#### [TUGAS SINGKAT A]
Jawab pertanyaan berikut berdasarkan halaman:
(i) Akta notaris siapa yang menjadi dasar peralihan status PPN XIV menjadi PTP XIV?
(ii) Pada tahun berapa PTP XIV beralih ke bawah naungan Departemen Keuangan?
(iii) Di kota mana PT RNI berkedudukan?
#### [TUGAS SINGKAT B]
Daftarkan semua singkatan nama lembaga atau bentuk badan usaha yang muncul di halaman, masing-masing sekali saja. Inisial nama orang dan angka Romawi tidak termasuk.
#### [TUGAS SINGKAT C]
Salin tanpa perubahan bagian halaman antara "Berdasarkan akte Notaris" dan "Pabrik Gula Sindanglaut).", termasuk kedua bagian tersebut.

#### [HALAMAN]
%%
Berdasarkan akte Notaris G. H. Lumban Tobing pada Mei 1981 terjadi peralihan status PPN XIV menjadi Perseroan Terbatas Perkebunan XIV (PTP XIV) di bawah pimpinan direksi. Pada 1989 PTP XIV mengalami peralihan naungan, yang semula PTP XIV berada di bawah departemen Pertanian kini beralih menjadi di bawah naungan Departemen Keuangan dengan manajemen PT Rajawali Nusantara Indonesia[2] (PT RNI) yang merupakan anak perusahaan dari Departemen Keuangan yang berkedudukan di Jakarta, dan demikian terjadi lagi perubahan nama perusahaan gula di Cirebon dengan nama BUMN PT Perkebunan XIV (Persero) dengan menempatkan seorang administratur sebagai pimpinan masing-masing pabrik gula tersebut (Sejarah PG Rajawali II Unit Pabrik Gula Sindanglaut).
%%
#### [DATA YANG DIBERIKAN]
%%
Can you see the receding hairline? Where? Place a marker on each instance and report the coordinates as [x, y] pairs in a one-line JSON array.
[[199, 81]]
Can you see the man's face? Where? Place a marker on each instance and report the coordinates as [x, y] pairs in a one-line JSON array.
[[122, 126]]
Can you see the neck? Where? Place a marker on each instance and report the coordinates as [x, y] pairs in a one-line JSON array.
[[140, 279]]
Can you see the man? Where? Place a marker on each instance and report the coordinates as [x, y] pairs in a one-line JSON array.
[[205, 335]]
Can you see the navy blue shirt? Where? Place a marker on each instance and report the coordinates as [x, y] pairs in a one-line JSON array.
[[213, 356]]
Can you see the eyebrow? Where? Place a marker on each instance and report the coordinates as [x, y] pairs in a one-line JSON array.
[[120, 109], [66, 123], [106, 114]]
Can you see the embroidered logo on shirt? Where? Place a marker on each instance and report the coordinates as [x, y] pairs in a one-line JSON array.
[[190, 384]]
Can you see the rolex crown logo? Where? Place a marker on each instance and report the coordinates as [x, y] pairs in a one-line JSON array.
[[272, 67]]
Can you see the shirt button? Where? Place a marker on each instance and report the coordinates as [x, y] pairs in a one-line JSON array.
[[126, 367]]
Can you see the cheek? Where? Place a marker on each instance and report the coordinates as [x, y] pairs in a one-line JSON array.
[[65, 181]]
%%
%%
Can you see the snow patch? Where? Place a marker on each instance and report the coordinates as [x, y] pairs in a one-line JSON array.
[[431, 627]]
%%
#### [CONTOH JAWABAN A]
(i) G. H. Lumban Tobing
(ii) 1989
(iii) Jakarta

#### [CONTOH JAWABAN B]
PPN, PTP, PT, RNI, BUMN, PG

#### [CONTOH JAWABAN C]
Berdasarkan akte Notaris G. H. Lumban Tobing pada Mei 1981 terjadi peralihan status PPN XIV menjadi Perseroan Terbatas Perkebunan XIV (PTP XIV) di bawah pimpinan direksi. Pada 1989 PTP XIV mengalami peralihan naungan, yang semula PTP XIV berada di bawah departemen Pertanian kini beralih menjadi di bawah naungan Departemen Keuangan dengan manajemen PT Rajawali Nusantara Indonesia[2] (PT RNI) yang merupakan anak perusahaan dari Departemen Keuangan yang berkedudukan di Jakarta, dan demikian terjadi lagi perubahan nama perusahaan gula di Cirebon dengan nama BUMN PT Perkebunan XIV (Persero) dengan menempatkan seorang administratur sebagai pimpinan masing-masing pabrik gula tersebut (Sejarah PG Rajawali II Unit Pabrik Gula Sindanglaut).